> INFORMATION PROVIDED
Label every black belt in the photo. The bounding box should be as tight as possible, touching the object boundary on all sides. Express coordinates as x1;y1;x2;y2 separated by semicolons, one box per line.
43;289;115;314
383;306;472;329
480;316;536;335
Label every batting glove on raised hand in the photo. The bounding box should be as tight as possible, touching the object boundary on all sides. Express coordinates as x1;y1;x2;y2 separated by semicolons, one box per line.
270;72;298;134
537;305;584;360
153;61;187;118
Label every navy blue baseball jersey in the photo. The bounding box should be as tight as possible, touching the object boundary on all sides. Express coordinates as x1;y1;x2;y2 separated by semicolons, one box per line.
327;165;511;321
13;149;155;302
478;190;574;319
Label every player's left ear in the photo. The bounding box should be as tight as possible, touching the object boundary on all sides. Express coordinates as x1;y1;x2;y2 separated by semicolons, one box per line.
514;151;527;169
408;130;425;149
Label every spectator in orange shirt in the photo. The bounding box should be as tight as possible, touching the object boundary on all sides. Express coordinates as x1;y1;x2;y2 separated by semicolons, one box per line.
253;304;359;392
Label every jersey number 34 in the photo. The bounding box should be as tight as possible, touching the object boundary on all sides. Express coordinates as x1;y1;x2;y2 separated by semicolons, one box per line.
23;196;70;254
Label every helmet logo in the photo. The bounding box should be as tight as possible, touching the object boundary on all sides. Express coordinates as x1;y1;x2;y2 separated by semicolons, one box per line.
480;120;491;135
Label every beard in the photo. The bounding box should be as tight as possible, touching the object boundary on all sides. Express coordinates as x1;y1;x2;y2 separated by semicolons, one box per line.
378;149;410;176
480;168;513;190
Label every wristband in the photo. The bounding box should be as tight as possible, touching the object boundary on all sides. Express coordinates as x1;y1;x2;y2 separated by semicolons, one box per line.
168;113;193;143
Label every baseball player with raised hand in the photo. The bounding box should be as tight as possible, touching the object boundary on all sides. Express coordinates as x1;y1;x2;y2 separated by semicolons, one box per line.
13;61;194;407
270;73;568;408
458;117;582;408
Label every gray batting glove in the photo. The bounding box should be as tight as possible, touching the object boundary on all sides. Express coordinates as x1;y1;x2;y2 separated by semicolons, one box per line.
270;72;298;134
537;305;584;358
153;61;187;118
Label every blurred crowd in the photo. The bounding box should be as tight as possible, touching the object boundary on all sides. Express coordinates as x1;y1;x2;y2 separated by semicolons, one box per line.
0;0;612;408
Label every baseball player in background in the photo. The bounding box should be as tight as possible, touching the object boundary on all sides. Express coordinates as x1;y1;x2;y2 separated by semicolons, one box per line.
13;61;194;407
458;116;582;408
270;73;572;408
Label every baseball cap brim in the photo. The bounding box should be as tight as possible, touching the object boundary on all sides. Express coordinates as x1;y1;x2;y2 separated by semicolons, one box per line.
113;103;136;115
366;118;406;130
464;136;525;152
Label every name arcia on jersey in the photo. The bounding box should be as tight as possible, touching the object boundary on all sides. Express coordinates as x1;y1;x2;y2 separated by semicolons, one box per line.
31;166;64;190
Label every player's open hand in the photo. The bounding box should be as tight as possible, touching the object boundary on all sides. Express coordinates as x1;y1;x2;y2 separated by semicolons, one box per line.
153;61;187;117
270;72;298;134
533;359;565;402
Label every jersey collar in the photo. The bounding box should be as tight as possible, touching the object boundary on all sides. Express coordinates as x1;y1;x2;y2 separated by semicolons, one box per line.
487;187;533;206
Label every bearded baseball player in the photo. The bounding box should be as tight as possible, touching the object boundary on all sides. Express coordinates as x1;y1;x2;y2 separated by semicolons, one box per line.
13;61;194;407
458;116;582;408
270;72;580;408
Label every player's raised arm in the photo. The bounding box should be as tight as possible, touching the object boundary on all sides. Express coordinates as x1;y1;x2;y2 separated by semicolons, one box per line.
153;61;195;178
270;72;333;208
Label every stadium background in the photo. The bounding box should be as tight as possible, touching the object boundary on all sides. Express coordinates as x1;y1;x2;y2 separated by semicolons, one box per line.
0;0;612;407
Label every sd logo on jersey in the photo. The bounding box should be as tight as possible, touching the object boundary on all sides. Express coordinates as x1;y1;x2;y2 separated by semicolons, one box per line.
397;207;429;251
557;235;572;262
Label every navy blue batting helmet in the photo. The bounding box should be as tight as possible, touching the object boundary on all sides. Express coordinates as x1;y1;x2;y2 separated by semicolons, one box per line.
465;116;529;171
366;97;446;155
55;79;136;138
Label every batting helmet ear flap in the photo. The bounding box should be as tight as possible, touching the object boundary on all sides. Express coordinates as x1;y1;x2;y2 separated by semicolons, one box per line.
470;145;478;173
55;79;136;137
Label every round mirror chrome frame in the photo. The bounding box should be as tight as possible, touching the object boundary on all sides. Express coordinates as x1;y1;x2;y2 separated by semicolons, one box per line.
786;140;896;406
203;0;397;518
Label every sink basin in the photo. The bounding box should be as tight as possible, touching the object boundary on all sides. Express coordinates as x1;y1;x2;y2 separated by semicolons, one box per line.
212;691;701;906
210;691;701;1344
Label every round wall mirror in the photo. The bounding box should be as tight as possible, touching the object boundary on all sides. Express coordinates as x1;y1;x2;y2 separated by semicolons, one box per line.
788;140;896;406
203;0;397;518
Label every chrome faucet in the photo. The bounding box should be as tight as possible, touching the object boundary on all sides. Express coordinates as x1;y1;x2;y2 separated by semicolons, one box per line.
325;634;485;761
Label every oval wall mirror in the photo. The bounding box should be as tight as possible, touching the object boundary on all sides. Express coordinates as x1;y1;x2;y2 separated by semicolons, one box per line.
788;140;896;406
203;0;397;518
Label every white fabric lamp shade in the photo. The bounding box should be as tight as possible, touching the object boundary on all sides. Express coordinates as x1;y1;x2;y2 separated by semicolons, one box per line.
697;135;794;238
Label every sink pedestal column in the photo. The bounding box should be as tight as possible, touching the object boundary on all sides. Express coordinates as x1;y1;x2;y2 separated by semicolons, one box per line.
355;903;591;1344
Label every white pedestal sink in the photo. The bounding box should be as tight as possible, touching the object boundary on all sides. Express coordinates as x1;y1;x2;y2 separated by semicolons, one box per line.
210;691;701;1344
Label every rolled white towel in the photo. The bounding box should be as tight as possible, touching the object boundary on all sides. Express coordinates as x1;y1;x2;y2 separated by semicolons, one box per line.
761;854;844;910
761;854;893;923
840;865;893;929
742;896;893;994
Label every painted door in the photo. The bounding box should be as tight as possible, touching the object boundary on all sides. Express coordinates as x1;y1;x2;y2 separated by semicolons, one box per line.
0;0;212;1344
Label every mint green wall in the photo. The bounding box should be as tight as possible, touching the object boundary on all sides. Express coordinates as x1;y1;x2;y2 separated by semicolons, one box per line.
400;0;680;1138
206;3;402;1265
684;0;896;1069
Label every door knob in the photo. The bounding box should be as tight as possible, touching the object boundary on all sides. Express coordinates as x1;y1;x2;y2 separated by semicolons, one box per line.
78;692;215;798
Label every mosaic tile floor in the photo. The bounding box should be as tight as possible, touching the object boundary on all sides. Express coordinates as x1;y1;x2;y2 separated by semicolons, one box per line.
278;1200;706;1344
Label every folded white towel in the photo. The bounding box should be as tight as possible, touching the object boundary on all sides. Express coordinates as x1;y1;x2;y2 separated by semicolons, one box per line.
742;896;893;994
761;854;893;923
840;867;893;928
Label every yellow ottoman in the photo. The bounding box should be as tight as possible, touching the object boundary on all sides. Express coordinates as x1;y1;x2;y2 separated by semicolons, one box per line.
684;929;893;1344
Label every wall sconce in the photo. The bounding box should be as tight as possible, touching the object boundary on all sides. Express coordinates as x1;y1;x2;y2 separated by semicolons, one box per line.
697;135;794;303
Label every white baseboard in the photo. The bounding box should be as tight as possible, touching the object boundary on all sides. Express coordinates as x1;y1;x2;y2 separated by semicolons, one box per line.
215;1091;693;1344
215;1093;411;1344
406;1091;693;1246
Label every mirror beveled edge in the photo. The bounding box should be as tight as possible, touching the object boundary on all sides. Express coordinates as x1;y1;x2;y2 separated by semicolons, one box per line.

> TASK TO COMPLETE
Rewrite the material starting at the line with "Label every helmet" and ending at the line with "464;136;525;152", swapping "beard" for "mustache" and leaving everything else as it stands.

> FINISHED ANSWER
Label every helmet logo in the photo. The bounding box should be as tight as possible, touching the object boundary on all sides. Express coordinates as x1;y1;x2;y2 separated by semicolons, one box per line.
480;120;491;135
Label every mustache in the photo. The bounding box should be as tight as possible, touching the object boundary on all sides. Express coordinates as x1;y1;x2;y2 separated by semicolons, one box per line.
378;149;410;176
480;168;513;190
Label every wristband in the photo. The bounding box should be as tight as possible, touching the object boundary on all sides. Express coordinates as x1;y1;x2;y2 separated by semicolons, one box per line.
168;113;193;143
Label every baseball player with raised hand in the photo. The bounding box should be as tight as possible, touching the object boundary on all sides. Express coordinates as x1;y1;x2;y2 separated by semicolons, one box per line.
13;61;194;407
270;73;568;408
458;117;582;408
Label every gray batting glove in the photo. The bounding box should be as tight as possible, touching the object boundary on all sides. Express coordinates as x1;y1;x2;y2 separated by semicolons, one box per line.
270;72;298;134
537;305;584;358
153;61;187;118
Label every blurred crowd in the photo. The bounding box should be as tight as possible, touching the object boundary on all sides. Express coordinates as x1;y1;x2;y2 separated by semicolons, one box per line.
0;0;612;408
Label every baseball player in background in the photo. The bounding box should be as tight as possible, touching the object boundary on all sides. Express coordinates as x1;y1;x2;y2 separated by semicolons, one box per line.
13;61;194;407
458;116;582;408
270;73;572;408
Label every baseball cap brim in the photo. The bounding box should be as tight as possible, touching the object boundary on all sides. Express coordinates as x1;y1;x2;y2 separated by semicolons, one box per line.
113;103;136;115
366;118;406;130
464;136;525;152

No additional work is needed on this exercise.